What you have to do:
Copy each line below exactly and leave the pictures out.

Raw records:
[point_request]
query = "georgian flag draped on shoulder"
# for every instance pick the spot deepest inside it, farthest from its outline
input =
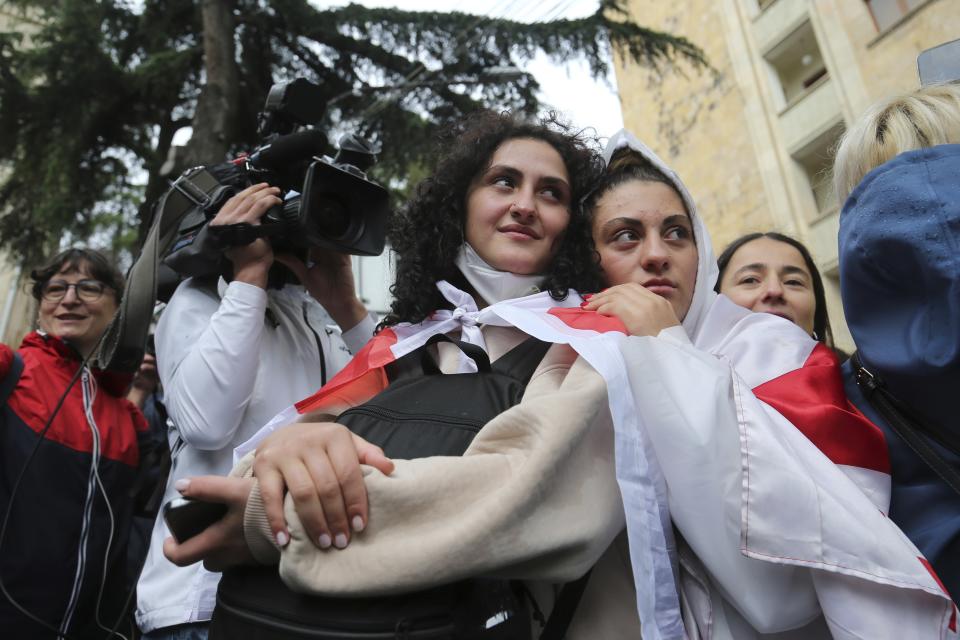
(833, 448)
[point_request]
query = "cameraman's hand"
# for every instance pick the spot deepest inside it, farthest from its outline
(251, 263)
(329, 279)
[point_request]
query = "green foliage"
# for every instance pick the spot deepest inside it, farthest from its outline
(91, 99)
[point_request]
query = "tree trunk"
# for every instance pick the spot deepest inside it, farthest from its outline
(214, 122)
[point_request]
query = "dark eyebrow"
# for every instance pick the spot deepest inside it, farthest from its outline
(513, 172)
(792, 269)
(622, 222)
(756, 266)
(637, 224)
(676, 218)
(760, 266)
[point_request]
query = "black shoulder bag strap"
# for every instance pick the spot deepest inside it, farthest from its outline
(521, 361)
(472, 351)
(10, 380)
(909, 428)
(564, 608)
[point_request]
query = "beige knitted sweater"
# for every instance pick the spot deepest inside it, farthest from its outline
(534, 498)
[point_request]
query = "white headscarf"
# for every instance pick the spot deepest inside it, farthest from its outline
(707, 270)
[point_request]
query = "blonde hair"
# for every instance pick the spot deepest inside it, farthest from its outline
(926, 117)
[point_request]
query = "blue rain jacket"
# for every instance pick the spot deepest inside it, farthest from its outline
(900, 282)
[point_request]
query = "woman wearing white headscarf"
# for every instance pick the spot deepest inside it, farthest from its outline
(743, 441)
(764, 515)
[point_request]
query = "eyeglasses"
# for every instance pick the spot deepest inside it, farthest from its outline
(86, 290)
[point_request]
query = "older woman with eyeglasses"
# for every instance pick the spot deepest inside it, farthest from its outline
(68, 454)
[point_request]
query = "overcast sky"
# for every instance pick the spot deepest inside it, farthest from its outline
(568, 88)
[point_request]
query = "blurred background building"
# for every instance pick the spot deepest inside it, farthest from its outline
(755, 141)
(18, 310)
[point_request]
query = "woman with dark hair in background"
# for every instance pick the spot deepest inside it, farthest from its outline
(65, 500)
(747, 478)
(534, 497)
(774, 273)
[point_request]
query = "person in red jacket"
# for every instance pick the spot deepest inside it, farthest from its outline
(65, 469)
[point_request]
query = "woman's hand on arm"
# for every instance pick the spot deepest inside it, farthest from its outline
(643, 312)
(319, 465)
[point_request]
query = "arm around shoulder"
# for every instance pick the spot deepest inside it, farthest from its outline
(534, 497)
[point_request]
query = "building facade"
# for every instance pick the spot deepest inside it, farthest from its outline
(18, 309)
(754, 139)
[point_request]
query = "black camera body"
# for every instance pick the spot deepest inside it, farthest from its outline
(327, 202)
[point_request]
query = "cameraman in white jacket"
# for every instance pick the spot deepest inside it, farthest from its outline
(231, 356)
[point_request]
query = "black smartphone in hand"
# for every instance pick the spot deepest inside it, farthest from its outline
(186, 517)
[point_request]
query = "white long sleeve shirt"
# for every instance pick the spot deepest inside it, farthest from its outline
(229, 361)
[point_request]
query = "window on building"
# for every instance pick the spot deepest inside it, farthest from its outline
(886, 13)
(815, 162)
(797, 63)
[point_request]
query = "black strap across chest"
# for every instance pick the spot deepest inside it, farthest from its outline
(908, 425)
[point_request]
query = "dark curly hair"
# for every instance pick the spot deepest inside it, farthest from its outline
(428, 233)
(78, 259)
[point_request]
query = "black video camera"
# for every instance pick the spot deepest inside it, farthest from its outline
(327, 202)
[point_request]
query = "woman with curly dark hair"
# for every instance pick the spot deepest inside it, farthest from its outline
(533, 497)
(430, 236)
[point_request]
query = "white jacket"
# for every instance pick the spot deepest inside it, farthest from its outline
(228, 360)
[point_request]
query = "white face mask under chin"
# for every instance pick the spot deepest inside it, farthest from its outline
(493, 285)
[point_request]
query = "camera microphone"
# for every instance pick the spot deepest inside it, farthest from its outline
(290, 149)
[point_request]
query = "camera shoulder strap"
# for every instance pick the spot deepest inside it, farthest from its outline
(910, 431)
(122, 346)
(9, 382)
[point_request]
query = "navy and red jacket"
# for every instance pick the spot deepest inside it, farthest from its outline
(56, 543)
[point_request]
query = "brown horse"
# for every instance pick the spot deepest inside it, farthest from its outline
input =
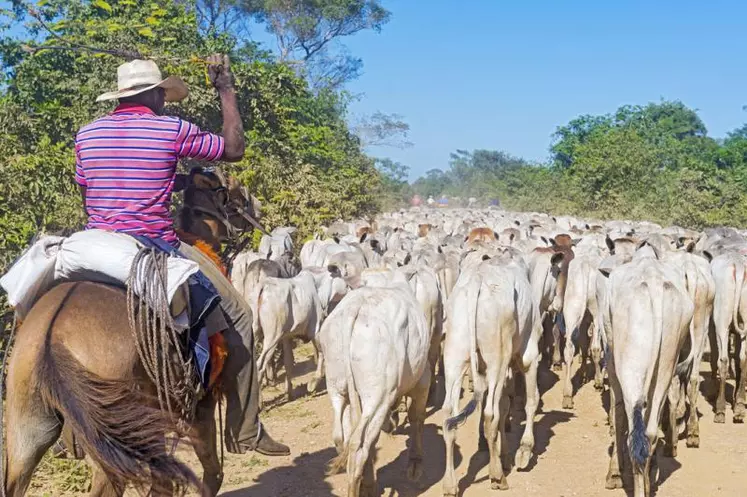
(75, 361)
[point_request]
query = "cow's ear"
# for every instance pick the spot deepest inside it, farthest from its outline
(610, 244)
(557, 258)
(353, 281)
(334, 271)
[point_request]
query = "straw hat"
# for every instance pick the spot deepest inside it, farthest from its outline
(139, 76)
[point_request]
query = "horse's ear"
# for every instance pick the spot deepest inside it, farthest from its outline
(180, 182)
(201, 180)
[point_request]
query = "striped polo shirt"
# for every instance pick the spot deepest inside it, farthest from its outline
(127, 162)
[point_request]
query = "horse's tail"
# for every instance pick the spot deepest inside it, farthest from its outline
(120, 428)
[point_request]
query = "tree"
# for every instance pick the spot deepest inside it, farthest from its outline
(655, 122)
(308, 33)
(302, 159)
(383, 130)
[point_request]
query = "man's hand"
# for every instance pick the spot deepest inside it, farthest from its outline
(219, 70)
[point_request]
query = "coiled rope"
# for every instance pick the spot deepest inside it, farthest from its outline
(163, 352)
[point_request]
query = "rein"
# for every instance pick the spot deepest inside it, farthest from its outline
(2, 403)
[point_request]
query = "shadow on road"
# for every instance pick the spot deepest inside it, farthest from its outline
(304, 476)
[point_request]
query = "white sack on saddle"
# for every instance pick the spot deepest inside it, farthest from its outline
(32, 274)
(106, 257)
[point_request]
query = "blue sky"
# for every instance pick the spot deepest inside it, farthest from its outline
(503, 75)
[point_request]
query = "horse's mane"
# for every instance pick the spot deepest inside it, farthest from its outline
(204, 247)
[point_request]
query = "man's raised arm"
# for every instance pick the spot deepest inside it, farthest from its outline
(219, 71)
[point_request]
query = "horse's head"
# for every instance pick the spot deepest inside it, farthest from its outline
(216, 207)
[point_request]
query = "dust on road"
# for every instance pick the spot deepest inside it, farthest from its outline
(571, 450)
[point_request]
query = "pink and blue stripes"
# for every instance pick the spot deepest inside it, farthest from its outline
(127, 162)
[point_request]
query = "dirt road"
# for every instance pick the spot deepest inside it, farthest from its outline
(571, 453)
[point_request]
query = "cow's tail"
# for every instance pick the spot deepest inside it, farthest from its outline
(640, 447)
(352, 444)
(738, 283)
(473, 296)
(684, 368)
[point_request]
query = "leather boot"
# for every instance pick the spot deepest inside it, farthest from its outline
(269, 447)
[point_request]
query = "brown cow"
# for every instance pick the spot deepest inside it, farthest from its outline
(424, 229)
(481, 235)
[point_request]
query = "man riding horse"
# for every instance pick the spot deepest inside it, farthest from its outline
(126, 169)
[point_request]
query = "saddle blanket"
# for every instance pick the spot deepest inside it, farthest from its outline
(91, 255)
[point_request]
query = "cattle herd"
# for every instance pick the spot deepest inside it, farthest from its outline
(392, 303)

Reply:
[point_request]
query = "georgian flag draped on shoulder"
# for every instance pick the spot deepest inside it, farthest from its outline
input =
(833, 448)
[point_request]
query = "cameraman's hand"
# for every instance pick the spot deepest inside it, farthest from its outline
(251, 263)
(329, 279)
[point_request]
query = "green foliage"
# for every instance pick the spot deepest inside it, farthest from its outline
(91, 99)
[point_request]
query = "tree trunk"
# for every instance pick the spot deepest inside it, farthest from its outline
(214, 122)
[point_request]
query = "dark eyebrow"
# for every instance pick the spot deepest inside it, farthest from its outline
(513, 172)
(792, 269)
(622, 222)
(756, 266)
(637, 224)
(676, 218)
(760, 266)
[point_request]
query = "black shoulder bag strap"
# for every instance pick the spot deepest inside it, farthest from its outline
(521, 361)
(472, 351)
(10, 380)
(909, 428)
(564, 608)
[point_request]
query = "beige knitted sweater"
# for every instance pick the spot deepest inside it, farthest from its outline
(534, 498)
[point_request]
query = "white headscarf"
# for every instance pick the spot deepest inside it, farthest from its outline
(707, 270)
[point_request]
query = "blonde hair"
# for every instance pick the spot deepest inside it, farthest from its outline
(926, 117)
[point_request]
query = "blue rain jacket"
# for every instance pick the spot deepest inside it, farthest from its outline
(900, 282)
[point_request]
query = "woman wearing white headscarf"
# for every instance pick the spot deepest inside it, farthest from its outline
(743, 441)
(764, 515)
[point_request]
query = "eyeglasses"
# for every instance pick the spot deepest inside it, farthest from its outline
(86, 290)
[point_request]
query = "older woman with eyeglasses"
# for every instance pick the spot deepest inside it, farthest from its outline
(68, 454)
[point_request]
query = "overcast sky"
# for every instance pick the spot deepest inside it, farthest from its outline
(568, 88)
[point_request]
query = "blurred background building"
# for every instance pick the spot deepest inside it, farthest from its outline
(755, 141)
(18, 310)
[point_request]
query = "woman with dark hair in background"
# for every instance pick the spot deepest inside it, farthest from its outline
(65, 500)
(747, 478)
(534, 497)
(774, 273)
[point_request]
query = "person in red jacket"
# for every instance pick the spot deepest inside it, farthest from its outline
(65, 469)
[point_request]
query = "woman's hand on arm"
# for every instance pick the spot deepest inside it, farthest from its outline
(643, 312)
(319, 465)
[point_request]
query = "arm around shoulder"
# for every instance pick the spot deepest inside it, farthest from its outline
(534, 497)
[point_request]
query = "building facade"
# for every instance pick the spot deepest inside it, farthest from its outline
(18, 309)
(754, 139)
[point_request]
query = "black camera body"
# for every instance pick the spot deepest inside it, farthest from its outline
(327, 202)
[point_request]
query = "cameraman in white jacket"
# for every instance pick the spot deepest inside it, farthest from its outline
(231, 356)
[point_request]
query = "black smartphone in hand"
# for every instance pick the spot deepest inside it, farthest from its outline
(186, 517)
[point_request]
query = "white long sleeve shirt"
# for every instance pick the spot deepest inside it, farthest from its outline
(229, 361)
[point_request]
query = "window on building"
# for every instance pick the spot deepest inside it, farthest from its outline
(886, 13)
(815, 162)
(797, 63)
[point_request]
query = "black strap across chest"
# for every instance pick the spot deepest inside it, farthest from its outline
(908, 425)
[point_request]
query = "dark curly hair"
# for every instance pick the spot deepest inside it, farthest from its outline
(428, 233)
(78, 259)
[point_request]
query = "black video camera"
# for every instance pick the spot deepest inside it, farthest from its outline
(327, 202)
[point_request]
query = "woman with curly dark hair"
# for every instance pick the spot deepest inside it, farthest from its outline
(533, 497)
(430, 236)
[point_request]
query = "white jacket"
# for every instance pick the spot deepest inside it, farthest from its outline
(228, 360)
[point_request]
query = "white face mask under chin"
# for every instance pick the spot deepest inside it, farthest from its outline
(493, 285)
[point_request]
query = "camera microphone"
# for every instance pick the spot deepest inside it, farthest from its outline
(290, 149)
[point_request]
query = "camera shoulder strap"
# for every instance pick the spot deepest inside it, farthest from its outline
(910, 431)
(122, 346)
(9, 382)
[point_request]
query = "navy and red jacket"
# for every instance pick the spot deepest inside it, farthest from its outline
(56, 543)
[point_request]
query = "brown horse"
# for every instance pick the spot deepest inside it, farthest from its outline
input =
(75, 361)
[point_request]
query = "cow's ear"
# for every instance pick the spot deepest inside it, farthest from its outline
(610, 244)
(557, 258)
(353, 281)
(334, 271)
[point_request]
query = "straw hat"
# for every instance pick the spot deepest inside it, farthest from its outline
(139, 76)
[point_request]
query = "horse's ear"
# for every instance pick the spot deepest inside it, farthest from its outline
(180, 182)
(201, 180)
[point_request]
query = "striped polo shirt"
# for every instance pick the spot deepest inside it, farthest from its outline
(127, 162)
[point_request]
query = "horse's tail"
# for every instance pick the spot deepest inside it, farthest from its outline
(120, 428)
[point_request]
query = "tree"
# for every instance pick the spot deepest inside it, farthest from its outline
(655, 122)
(308, 33)
(302, 159)
(383, 130)
[point_request]
query = "man's hand"
# for every instance pick the spot deepest inside it, farthest from its outline
(219, 70)
[point_request]
query = "coiled rope"
# for every instance pick the spot deepest inside it, farthest from its outline
(163, 352)
[point_request]
query = "rein"
# for every instance pick the spot deepest inside it, farthest from its outline
(2, 403)
[point_request]
query = "shadow on road"
# for every instance pick the spot deepest inside it, farthest from its outline
(304, 476)
[point_request]
query = "white sack on saddle"
# for every instance pick the spot deepest inside it, farthest from its outline
(32, 274)
(106, 257)
[point_request]
query = "blue sky"
# for every instance pick the spot deepest inside it, farthest from its outline
(503, 75)
[point_request]
query = "horse's mane"
# for every instance pick the spot deepest inside it, farthest from its outline
(204, 247)
[point_request]
query = "man's raised arm"
# for every instance pick the spot deepest inside it, farthest from its outline
(219, 71)
[point_request]
query = "horse's head"
# for every instance pick the spot deepest inside it, farthest from its outline
(216, 207)
[point_request]
query = "dust on road"
# for every instance pick the spot deepest inside it, farthest from its outline
(571, 450)
[point_request]
query = "pink and blue stripes"
# for every instance pick the spot deepest inside it, farthest from its outline
(127, 162)
[point_request]
query = "dirt road"
# for every instance pick the spot deepest inside it, farthest from its outline
(571, 453)
[point_request]
query = "cow's tail"
# for every instance pick the spot deepest inside it, farthest from its outline
(640, 447)
(352, 444)
(738, 283)
(473, 296)
(684, 368)
[point_request]
query = "leather boot"
# for every instance pick the spot deepest inside it, farthest from its outline
(269, 447)
[point_request]
query = "brown cow"
# for every instance pick the spot deepest inside it, farthest from its outline
(424, 229)
(481, 235)
[point_request]
query = "man riding horse"
# for every instance pick the spot deepest inside it, farthest from its outline
(126, 169)
[point_request]
query = "saddle blanket"
# for every instance pick the spot deepest inside it, farthest from its outline
(91, 255)
[point_request]
query = "cattle herd"
# for every instance pick the spot deepest inside it, farthest from its outline
(392, 303)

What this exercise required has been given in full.